:: TEXTO EXTRAÍDO ::
Dólar versus yuan


Em discurso na Universidade John Hopkins de Washington, na segunda-feira (28-9), o economista norte-americano Robert Zoellick, presidente do BIRD (Banco Mundial), afirmou que os dias do dólar como moeda internacional estão contados. Tal comentário traduz uma franca admissão da crise que abala a hegemonia da moeda emitida pelos imperialistas americanos.

Depois de experimentar uma brusca e fugaz recuperação em meados do ano passado, no momento em que a crise econômica mundial atingia seu auge e suscitava uma expressiva fuga de capitais de vários países para os EUA, o dólar voltou à sua previsível trajetória de queda. Recuou frente ao euro, que estava cotado a US$ 1.45 na quinta-feira (30) e muitas outras moedas relevantes, como o iene japonês, a libra esterlina e também o nosso real, que subiu mais de 30% ao longo deste ano e já retornou aos valores pré-crise.

Risco de inflação

A depreciação tende a continuar em função das emissões desbragadas e da forte expansão do déficit público americano, feitas com o propósito de contornar a crise. Não são poucos os economistas que alertam para os riscos inflacionários embutidos na expansão da oferta de moedas e dos gastos governamentais, que tendem a se manifestar de forma mais clara quando a economia sair da crise. Neste caso, a elevação das taxas de juros pode ser um remédio inconveniente, com amargos efeitos colaterais, mas inevitável.

O declínio do dólar é um fato histórico que a esta altura já não desperta grandes polêmicas e, a bem da verdade, já estava em curso. A crise agravou o quadro de instabilidade monetária internacional e reforçou a necessidade de uma nova ordem econômica mundial, conforme reconheceu o presidente do Banco Mundial.

O que há de novo?

 A novidade que se insinua discretamente na dança das moedas não reside no avanço do euro, do iene ou do nosso real, mas na posição a cada dia mais proeminente da moeda chinesa, o yuan. Em julho de 2005, o governo comunista abriu mão da política de câmbio fixo (praticada desde 1994), em resposta às pressões dos EUA e do finado G7, embora sem permitir a livre flutuação.
:::
:: REGISTROS FORNECIDOS ::
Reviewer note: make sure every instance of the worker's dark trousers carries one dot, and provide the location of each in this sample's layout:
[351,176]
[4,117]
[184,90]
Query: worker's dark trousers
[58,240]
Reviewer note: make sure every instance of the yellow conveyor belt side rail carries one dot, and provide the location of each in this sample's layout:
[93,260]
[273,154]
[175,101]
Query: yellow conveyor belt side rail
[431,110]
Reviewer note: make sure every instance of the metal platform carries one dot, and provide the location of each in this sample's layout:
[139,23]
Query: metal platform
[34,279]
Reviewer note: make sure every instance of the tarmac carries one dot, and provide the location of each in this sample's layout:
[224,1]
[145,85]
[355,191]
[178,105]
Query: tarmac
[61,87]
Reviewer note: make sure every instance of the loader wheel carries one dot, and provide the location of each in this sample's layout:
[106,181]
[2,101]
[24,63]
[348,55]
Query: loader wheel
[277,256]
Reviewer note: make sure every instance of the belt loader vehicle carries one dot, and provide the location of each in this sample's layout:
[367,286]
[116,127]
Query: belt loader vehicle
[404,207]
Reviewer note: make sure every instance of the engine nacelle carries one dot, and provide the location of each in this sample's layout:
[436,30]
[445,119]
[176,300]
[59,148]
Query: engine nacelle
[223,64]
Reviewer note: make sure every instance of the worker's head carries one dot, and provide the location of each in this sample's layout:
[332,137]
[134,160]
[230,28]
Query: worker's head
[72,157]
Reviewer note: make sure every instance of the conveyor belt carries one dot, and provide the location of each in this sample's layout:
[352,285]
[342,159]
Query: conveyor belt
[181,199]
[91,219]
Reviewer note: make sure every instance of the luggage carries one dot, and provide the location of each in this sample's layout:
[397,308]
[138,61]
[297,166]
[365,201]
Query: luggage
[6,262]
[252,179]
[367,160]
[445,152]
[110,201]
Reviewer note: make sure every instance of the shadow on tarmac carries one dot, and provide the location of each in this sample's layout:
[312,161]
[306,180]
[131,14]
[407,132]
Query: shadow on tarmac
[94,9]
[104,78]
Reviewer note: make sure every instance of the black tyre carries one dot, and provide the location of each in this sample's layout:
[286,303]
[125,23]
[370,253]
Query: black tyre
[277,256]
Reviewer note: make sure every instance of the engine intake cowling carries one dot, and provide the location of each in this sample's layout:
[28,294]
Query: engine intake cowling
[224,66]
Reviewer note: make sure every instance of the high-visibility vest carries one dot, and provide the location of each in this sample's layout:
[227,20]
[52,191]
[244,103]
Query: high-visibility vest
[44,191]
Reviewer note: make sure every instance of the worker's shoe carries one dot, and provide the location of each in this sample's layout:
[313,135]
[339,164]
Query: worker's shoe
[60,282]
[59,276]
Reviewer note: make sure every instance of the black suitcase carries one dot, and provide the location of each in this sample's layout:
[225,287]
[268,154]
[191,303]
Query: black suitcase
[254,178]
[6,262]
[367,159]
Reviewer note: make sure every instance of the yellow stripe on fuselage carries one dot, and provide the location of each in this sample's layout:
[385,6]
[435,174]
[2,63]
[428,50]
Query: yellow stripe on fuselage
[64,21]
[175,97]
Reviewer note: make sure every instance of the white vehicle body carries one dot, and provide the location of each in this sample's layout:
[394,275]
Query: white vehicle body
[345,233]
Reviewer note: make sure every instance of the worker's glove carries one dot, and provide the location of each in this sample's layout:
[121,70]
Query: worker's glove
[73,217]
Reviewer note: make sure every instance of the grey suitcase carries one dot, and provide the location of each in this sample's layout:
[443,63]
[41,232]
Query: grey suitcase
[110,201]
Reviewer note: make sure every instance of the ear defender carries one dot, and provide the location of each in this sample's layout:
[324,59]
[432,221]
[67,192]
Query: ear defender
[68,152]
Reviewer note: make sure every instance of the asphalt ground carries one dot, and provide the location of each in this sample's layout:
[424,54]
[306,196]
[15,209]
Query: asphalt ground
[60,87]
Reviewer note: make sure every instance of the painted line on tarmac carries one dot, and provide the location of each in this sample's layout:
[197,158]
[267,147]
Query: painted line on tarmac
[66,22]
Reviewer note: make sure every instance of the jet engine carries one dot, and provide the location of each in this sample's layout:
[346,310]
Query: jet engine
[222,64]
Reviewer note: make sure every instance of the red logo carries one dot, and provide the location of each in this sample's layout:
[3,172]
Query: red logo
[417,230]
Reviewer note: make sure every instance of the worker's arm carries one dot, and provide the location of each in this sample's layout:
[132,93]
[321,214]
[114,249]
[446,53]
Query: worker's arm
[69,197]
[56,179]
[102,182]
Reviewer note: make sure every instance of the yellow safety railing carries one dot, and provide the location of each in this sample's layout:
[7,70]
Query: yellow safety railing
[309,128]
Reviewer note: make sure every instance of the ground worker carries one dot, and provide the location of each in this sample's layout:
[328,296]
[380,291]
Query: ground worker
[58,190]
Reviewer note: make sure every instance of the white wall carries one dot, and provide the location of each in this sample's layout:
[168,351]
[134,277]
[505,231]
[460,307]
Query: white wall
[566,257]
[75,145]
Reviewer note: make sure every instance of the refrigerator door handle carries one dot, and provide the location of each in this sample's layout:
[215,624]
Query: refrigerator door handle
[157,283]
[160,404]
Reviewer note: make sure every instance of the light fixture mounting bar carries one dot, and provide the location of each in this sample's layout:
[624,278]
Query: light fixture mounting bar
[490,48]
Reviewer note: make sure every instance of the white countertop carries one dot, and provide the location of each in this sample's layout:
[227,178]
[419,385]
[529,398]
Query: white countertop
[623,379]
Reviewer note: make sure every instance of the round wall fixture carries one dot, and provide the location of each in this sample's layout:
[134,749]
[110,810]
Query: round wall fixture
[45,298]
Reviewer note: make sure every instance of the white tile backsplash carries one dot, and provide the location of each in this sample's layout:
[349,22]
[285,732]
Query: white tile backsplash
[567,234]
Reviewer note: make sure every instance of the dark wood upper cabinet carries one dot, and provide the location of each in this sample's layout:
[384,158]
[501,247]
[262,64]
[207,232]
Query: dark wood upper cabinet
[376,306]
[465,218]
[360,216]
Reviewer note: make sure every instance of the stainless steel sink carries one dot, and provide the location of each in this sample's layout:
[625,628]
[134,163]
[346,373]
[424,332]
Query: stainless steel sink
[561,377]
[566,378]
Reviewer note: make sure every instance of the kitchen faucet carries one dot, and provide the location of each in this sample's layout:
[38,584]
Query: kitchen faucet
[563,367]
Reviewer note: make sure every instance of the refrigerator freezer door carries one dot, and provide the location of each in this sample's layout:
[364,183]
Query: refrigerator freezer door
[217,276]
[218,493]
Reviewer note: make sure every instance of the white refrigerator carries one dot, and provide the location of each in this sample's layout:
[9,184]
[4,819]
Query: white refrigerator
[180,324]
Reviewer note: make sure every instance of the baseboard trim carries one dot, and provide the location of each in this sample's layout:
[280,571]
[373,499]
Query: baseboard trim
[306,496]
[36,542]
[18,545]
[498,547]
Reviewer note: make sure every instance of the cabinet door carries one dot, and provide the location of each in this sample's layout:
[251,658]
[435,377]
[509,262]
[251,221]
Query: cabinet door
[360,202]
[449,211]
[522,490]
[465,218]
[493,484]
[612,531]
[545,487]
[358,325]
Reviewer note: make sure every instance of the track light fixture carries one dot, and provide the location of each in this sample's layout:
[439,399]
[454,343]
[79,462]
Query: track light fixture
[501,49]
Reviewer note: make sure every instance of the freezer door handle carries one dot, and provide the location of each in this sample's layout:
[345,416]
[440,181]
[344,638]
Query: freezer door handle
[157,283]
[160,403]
:::
» **EXERCÍCIOS**
1 > De acordo com o texto sobre o dólar e o yuan, em que mês e ano o governo chinês abandonou a política de câmbio fixo?
2 > Retome o texto sobre o dólar e o yuan a partir da última frase apresentada.

» **RESPOSTAS**
1 > Em julho de 2005.

2 >
Desde então, a moeda chinesa flutua de modo controlado, no sistema de bandas, segundo a evolução de uma cesta de moedas composta pelo dólar, o euro, o iene, a libra esterlina e o won coreano. O yuan já acumula uma sensível valorização. Um dólar comprava 8,28 yuans antes da mudança da política cambial. Hoje vale 6,82 yuans. Convém notar que a apreciação cambial não reduziu a competitividade da indústria chinesa nem o superávit comercial do país, obtido principalmente nas transações com os EUA.  

Conversibilidade

No mesmo dia em que o presidente do BIRD reconhecia a decadência do dólar como moeda de reserva internacional, a China lançava, em Hong Kong, o primeiro bônus soberano em yuans, no que foi interpretado como mais um passo no sentido de promover a conversibilidade internacional da sua moeda. Foram emitidos títulos no valor de 879 bilhões de dólares, com rendimento de 2,25% (prazo de dois anos), 2,7% (três anos) e 3,3% (cinco anos). A perspectiva de valorização do yuan torna os bônus mais atrativos para os investidores estrangeiros.

Outras iniciativas foram tomadas na mesma direção, cabendo destacar os acordos de swap cambial (troca de moedas, utilizando o yuan e descartando o dólar) no valor de 95 bilhões de dólares com seis países e a autorização para que quatro grandes cidades chinesas utilizem o yuan chinesa para pagamento de importações e exportações. O enorme fluxo de capitais e mercadorias entre a China e o exterior sugere que não levará muito tempo para que a plena conversibilidade da moeda chinesa seja alcançada.

Quem diria?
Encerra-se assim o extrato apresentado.